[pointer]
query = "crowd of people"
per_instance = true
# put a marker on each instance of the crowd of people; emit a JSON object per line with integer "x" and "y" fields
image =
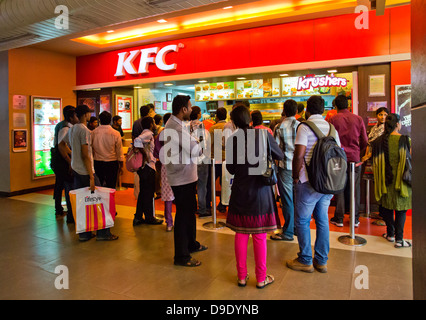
{"x": 92, "y": 155}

■ ■ ■ ■ ■ ■ ■

**Work task**
Leave the pictures out and set down the rest of the listing above exactly.

**Answer to this exercise**
[pointer]
query = "crowd of people"
per_instance = true
# put a marker on each instance of the crowd of people; emit a JSON object per line with integer "x" and "y" fields
image =
{"x": 92, "y": 155}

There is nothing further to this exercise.